* **INSTRUCTIONS TO FOLLOW**
Copy the lines word for word, starting at the beginning of the entries and ending at the line that contains "x=533 y=528". Leave the pictures out of your answer.

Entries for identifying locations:

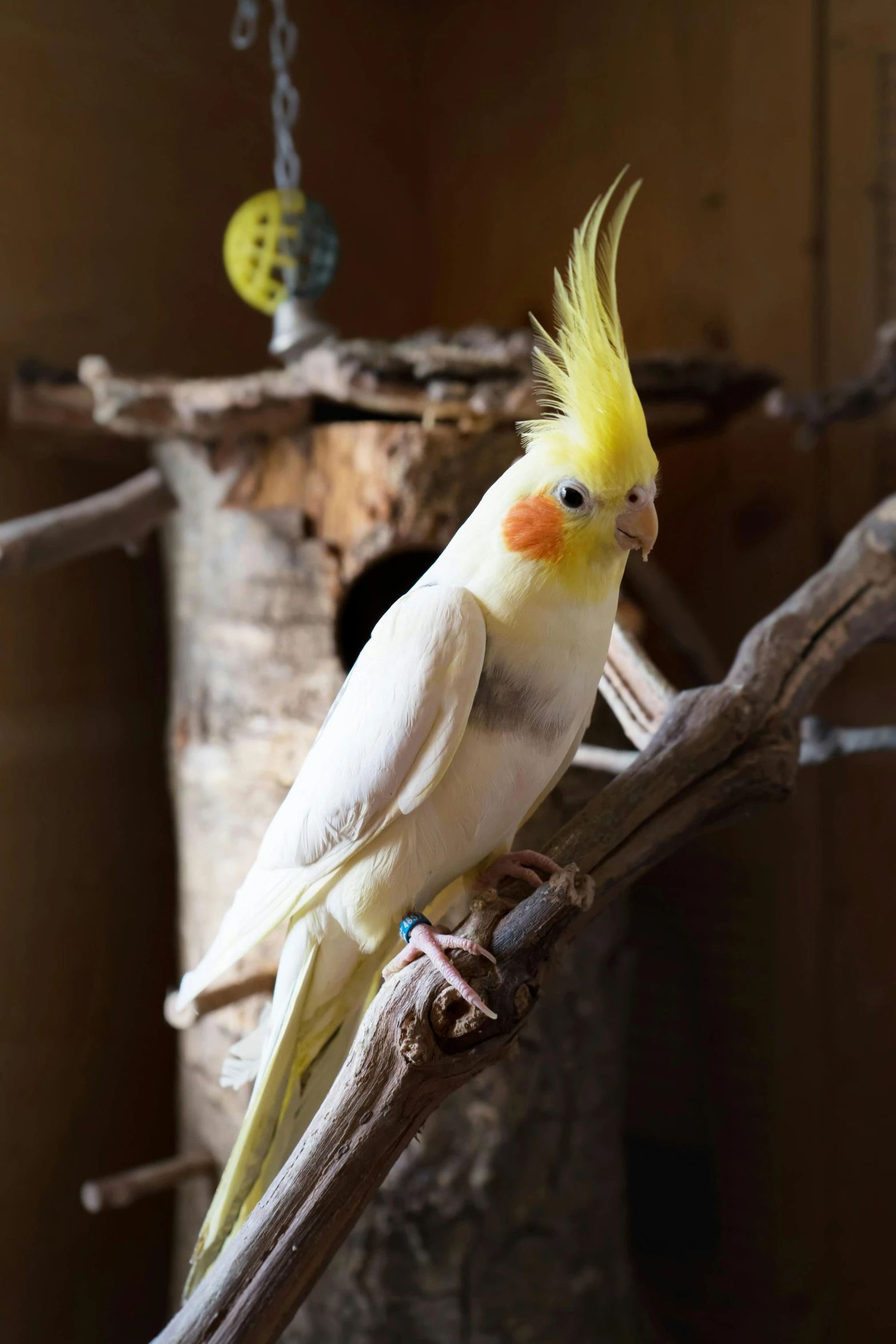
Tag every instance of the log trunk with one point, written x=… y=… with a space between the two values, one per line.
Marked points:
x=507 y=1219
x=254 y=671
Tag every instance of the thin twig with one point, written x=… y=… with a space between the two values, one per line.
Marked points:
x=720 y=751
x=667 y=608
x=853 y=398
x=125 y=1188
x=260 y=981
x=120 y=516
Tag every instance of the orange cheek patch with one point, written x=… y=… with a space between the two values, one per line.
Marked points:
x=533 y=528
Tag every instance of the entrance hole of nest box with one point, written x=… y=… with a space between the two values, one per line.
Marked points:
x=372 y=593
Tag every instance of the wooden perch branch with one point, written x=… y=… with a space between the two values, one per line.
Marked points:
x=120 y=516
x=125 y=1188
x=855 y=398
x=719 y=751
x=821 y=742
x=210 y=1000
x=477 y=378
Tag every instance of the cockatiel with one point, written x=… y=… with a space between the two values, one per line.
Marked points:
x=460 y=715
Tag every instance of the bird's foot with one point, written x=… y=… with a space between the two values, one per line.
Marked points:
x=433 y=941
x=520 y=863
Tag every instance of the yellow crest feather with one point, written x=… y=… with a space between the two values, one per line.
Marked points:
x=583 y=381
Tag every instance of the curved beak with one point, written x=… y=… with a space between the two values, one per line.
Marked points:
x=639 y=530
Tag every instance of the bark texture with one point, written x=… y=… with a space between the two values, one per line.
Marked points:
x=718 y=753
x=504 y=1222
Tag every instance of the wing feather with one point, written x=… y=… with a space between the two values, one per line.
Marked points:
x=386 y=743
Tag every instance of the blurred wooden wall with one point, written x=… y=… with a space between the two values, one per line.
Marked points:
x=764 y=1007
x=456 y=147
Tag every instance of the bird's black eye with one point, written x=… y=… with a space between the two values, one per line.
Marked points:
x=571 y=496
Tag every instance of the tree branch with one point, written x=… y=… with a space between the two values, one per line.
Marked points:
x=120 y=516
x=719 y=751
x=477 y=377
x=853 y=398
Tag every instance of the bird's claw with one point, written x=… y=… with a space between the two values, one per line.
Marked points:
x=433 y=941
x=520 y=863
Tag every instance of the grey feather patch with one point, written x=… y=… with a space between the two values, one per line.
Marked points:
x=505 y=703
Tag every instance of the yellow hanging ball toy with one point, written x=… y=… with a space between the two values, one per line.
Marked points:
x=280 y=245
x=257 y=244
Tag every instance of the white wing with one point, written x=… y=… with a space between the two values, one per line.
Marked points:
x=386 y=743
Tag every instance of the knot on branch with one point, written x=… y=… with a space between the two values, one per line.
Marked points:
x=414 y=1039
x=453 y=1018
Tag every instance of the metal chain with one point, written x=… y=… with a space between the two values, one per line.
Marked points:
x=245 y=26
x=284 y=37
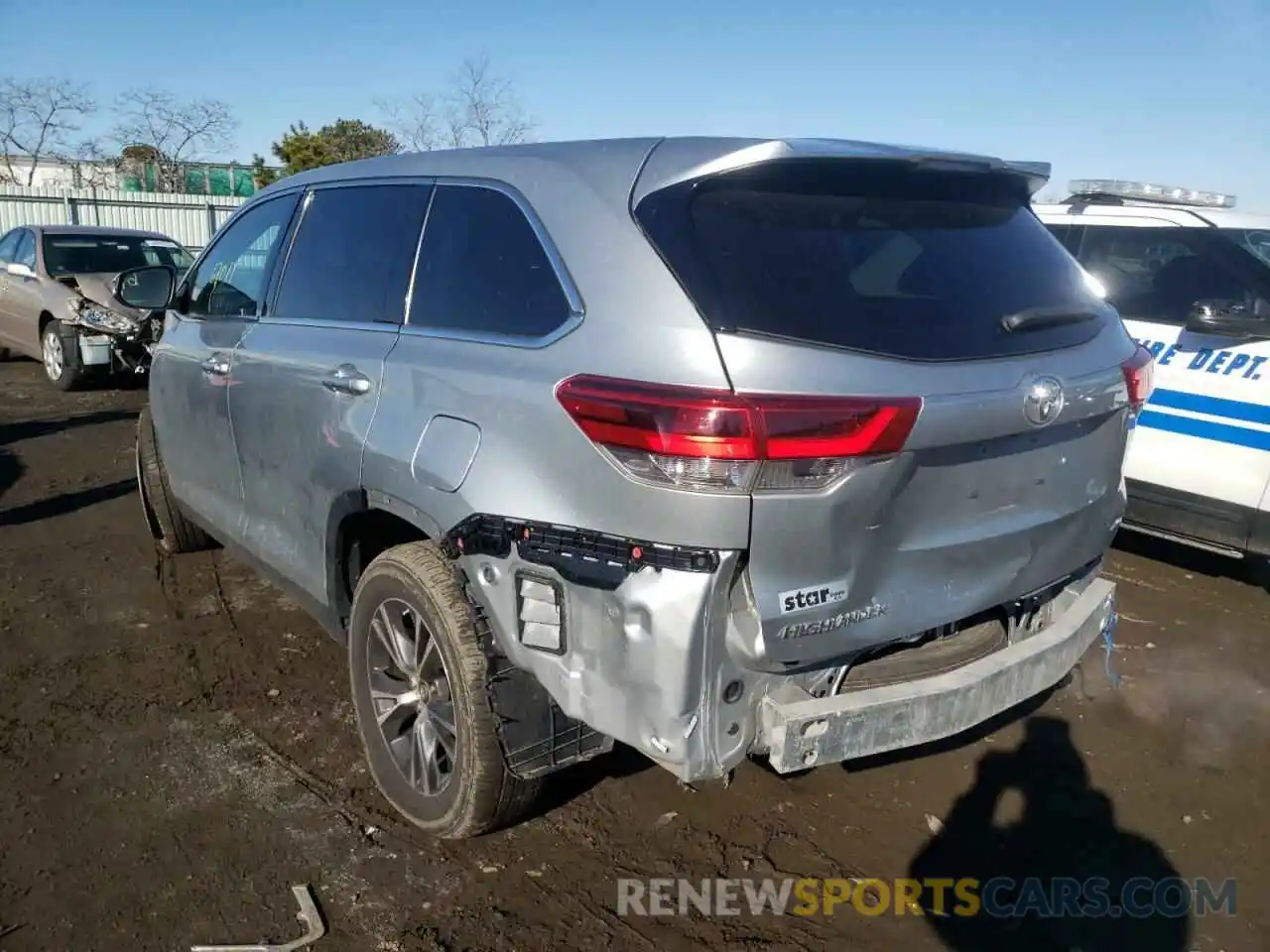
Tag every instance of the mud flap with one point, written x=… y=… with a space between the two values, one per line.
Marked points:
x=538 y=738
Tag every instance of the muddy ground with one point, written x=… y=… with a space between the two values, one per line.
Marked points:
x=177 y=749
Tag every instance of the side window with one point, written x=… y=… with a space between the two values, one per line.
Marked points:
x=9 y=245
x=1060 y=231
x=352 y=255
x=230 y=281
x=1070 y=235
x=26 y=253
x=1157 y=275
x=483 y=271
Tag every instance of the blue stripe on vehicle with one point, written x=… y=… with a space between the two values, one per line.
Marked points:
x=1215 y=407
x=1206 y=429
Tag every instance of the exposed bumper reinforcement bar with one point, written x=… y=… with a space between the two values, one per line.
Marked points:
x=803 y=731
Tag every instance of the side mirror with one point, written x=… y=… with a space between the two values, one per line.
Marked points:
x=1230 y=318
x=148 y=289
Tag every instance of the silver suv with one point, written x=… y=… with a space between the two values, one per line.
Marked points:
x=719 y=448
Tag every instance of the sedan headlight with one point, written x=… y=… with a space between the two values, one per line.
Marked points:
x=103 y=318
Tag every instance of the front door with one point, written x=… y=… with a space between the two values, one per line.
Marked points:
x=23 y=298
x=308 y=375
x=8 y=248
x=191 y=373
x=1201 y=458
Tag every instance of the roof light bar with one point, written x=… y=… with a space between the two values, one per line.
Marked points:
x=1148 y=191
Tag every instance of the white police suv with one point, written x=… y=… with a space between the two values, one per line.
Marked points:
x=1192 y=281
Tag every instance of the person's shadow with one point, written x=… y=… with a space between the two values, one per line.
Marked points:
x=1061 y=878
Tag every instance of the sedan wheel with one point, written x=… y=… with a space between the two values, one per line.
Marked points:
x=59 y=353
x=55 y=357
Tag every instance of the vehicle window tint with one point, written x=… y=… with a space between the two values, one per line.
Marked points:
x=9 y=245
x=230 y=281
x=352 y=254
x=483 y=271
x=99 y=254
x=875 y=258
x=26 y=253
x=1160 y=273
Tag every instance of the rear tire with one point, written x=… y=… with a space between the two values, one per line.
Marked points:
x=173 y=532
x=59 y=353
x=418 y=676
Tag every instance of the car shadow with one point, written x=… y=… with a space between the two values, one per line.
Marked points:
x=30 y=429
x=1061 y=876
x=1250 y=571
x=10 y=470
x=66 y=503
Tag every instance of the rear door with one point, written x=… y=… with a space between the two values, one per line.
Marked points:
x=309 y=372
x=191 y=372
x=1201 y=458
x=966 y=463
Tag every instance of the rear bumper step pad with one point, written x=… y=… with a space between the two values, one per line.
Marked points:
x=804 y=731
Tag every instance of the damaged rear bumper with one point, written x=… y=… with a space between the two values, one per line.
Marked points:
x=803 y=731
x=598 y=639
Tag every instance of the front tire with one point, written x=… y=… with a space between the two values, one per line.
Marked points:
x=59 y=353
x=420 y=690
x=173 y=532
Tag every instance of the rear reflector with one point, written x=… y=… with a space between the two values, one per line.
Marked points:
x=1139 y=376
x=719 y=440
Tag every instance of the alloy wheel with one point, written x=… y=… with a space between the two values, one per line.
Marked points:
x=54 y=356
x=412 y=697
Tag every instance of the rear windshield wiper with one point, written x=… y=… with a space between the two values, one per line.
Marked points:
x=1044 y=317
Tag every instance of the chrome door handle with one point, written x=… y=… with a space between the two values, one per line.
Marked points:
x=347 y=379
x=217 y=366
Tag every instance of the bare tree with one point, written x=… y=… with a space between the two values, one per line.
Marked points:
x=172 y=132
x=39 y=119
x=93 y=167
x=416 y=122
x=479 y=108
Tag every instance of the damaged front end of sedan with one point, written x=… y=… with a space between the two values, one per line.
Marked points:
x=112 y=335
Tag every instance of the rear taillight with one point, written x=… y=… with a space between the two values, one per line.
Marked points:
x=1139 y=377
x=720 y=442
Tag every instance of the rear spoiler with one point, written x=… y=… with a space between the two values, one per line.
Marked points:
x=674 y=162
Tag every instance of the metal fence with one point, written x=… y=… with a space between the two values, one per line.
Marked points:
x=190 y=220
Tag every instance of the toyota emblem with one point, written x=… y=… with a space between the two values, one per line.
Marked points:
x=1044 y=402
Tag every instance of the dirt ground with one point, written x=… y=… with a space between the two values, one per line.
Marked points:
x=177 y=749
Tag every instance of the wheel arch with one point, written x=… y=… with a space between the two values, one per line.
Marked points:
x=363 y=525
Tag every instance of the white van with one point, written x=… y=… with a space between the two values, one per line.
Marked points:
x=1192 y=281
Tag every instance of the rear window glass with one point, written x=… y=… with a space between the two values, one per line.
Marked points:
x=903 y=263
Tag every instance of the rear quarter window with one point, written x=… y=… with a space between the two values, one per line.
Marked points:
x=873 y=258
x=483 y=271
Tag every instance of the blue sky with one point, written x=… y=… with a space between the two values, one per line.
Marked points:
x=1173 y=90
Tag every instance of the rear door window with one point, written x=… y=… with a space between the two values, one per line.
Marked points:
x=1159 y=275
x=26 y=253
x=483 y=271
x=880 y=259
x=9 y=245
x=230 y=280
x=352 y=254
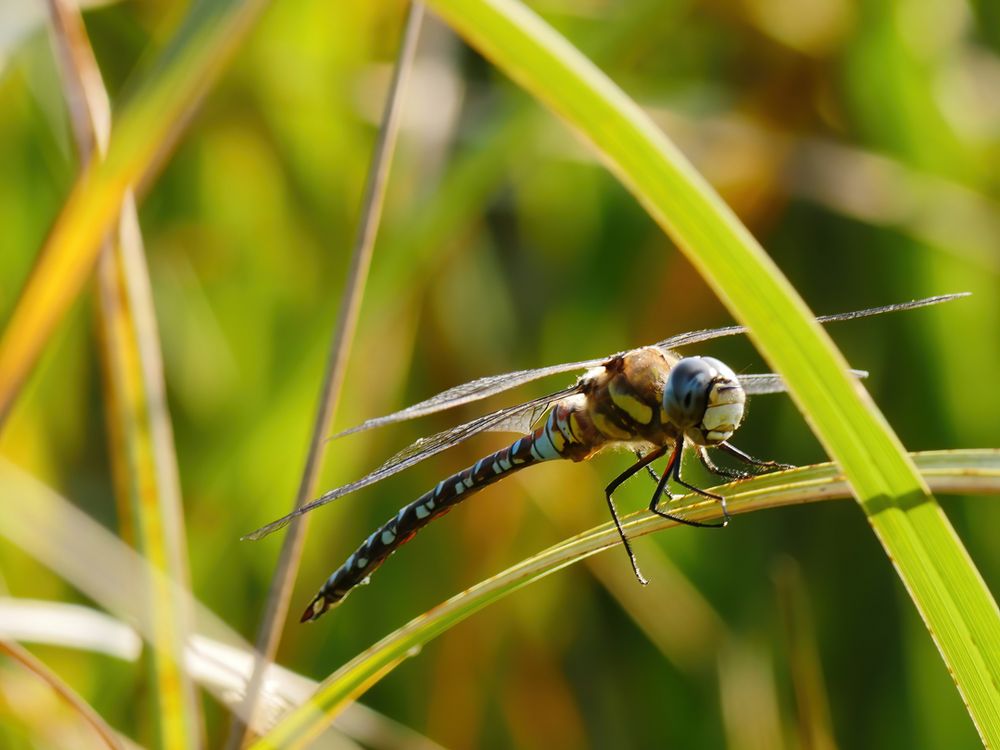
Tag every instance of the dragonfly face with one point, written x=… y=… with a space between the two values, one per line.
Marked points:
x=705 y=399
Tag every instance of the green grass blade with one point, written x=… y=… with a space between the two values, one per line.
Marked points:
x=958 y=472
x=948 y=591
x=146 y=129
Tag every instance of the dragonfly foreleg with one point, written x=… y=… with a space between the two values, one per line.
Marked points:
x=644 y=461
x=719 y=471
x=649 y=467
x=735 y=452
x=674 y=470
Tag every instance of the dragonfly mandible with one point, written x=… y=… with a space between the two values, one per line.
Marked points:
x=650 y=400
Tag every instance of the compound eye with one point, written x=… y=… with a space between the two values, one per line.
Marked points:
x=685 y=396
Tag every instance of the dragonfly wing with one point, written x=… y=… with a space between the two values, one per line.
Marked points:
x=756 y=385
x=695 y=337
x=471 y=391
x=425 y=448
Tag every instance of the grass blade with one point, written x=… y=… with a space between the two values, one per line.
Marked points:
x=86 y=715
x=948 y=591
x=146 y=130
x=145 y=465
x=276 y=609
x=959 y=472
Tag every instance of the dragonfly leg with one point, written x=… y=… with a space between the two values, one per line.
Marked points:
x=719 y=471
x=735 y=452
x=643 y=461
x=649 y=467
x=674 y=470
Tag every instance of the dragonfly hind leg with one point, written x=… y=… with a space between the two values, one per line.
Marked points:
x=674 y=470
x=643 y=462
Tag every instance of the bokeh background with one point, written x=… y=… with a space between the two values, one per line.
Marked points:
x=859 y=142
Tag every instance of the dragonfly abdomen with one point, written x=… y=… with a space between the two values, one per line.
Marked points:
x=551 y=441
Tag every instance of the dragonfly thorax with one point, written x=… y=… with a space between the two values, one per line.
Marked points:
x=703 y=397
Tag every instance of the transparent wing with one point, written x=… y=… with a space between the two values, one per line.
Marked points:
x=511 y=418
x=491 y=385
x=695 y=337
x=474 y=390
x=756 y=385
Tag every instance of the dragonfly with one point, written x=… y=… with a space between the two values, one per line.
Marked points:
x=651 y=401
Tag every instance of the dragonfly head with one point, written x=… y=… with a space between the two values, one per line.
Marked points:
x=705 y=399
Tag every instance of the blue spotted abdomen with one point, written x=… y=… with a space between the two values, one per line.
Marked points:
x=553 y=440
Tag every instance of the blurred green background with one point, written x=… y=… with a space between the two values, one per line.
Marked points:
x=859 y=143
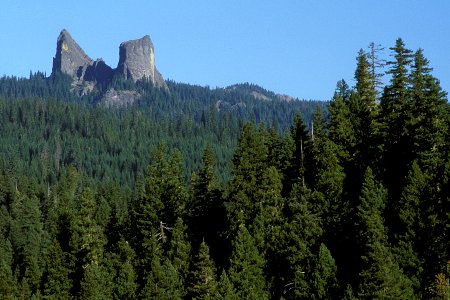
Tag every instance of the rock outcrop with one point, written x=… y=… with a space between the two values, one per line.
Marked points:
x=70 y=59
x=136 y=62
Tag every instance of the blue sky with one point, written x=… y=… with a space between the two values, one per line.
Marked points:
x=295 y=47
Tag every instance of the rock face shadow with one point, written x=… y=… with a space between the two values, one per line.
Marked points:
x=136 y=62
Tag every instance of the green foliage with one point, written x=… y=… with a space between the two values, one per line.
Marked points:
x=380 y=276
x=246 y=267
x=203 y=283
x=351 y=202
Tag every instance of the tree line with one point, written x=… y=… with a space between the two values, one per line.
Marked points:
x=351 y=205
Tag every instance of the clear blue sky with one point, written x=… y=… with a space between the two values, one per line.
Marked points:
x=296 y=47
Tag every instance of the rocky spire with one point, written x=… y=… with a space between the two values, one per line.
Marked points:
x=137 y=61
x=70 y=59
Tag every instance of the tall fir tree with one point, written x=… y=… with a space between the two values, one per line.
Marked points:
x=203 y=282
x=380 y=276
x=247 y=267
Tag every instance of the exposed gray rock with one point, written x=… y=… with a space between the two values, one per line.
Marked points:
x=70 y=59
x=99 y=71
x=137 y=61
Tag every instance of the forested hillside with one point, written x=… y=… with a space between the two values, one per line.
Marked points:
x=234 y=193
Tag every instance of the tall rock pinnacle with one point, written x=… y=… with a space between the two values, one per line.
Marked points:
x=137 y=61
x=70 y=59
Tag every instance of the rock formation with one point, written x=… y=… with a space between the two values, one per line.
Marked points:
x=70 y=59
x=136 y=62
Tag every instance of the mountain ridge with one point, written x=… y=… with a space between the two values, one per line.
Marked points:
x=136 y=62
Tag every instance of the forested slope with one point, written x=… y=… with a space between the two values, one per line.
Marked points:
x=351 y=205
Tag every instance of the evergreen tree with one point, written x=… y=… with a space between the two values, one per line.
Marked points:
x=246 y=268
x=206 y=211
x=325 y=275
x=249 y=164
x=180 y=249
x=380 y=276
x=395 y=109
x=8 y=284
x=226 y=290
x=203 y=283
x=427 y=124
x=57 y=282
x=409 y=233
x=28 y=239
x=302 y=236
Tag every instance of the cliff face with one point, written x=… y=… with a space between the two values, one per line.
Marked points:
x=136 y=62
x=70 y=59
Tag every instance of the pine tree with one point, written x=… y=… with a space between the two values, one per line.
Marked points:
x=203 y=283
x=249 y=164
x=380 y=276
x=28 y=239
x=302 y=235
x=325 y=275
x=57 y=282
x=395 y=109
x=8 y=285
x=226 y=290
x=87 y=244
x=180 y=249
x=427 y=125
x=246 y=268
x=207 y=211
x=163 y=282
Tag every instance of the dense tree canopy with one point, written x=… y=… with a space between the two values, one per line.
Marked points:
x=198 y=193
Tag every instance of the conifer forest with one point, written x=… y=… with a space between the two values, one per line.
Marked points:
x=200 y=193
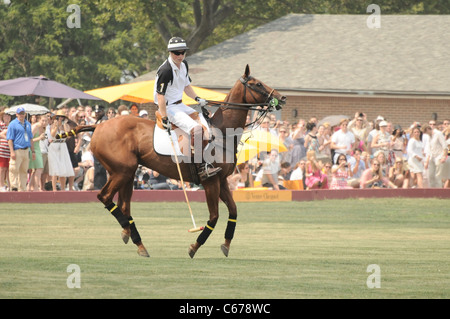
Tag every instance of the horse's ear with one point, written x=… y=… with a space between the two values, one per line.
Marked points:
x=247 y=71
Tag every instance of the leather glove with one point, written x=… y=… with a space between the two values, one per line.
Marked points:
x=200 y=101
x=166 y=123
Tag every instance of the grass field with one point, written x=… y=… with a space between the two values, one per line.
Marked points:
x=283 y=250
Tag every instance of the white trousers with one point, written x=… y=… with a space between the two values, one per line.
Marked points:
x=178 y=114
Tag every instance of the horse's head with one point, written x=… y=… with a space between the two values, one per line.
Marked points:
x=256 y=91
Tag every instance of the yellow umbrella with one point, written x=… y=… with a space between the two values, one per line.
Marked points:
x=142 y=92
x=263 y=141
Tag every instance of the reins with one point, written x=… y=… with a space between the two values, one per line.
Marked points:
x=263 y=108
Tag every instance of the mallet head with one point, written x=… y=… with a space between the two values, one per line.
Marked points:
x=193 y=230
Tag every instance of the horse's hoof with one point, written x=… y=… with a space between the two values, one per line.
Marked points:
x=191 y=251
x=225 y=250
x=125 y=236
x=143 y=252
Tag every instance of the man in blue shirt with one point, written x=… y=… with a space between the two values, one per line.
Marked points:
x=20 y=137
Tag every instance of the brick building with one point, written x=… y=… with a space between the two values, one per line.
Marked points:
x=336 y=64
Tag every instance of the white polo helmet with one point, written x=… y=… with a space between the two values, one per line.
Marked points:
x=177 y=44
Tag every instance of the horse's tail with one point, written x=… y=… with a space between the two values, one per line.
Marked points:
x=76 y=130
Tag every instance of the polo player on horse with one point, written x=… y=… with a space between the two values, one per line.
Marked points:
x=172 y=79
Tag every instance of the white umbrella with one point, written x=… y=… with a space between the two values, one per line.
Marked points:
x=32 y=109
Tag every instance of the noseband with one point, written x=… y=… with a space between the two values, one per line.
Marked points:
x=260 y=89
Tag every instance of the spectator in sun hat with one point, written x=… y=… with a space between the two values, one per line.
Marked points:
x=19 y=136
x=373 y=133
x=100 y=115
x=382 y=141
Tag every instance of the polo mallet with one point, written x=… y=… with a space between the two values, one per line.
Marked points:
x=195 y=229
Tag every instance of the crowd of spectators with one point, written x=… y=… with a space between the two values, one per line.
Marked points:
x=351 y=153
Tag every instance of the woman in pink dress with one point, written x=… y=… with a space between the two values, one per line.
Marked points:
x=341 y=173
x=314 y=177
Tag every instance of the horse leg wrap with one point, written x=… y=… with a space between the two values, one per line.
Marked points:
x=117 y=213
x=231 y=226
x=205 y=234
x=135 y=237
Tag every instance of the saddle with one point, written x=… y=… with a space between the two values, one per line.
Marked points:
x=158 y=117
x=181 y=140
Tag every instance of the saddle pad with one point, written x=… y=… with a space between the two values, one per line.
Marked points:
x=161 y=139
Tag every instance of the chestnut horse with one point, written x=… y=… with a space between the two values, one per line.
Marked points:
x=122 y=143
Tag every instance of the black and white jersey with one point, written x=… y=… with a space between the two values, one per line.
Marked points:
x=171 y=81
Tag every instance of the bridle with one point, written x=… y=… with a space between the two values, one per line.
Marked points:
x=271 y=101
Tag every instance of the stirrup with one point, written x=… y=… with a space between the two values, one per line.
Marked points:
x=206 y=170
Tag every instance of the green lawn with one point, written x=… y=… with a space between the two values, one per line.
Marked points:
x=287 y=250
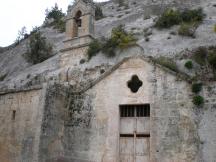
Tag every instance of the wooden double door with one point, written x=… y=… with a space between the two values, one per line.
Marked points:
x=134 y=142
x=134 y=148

* **RESPONSE FOR THIS EXERCISE**
Tag every instance of the log trunk with one point, written x=… y=… with a space between the two values, one per line.
Marked points:
x=507 y=1219
x=254 y=671
Tag every instance of the thin twig with one point, written x=… y=… with a space between the two values, one per line.
Marked points:
x=720 y=751
x=667 y=608
x=853 y=398
x=125 y=1188
x=260 y=981
x=120 y=516
Tag every instance of the orange cheek patch with one point, written x=… y=… with a space between the two values, one per line.
Marked points:
x=533 y=528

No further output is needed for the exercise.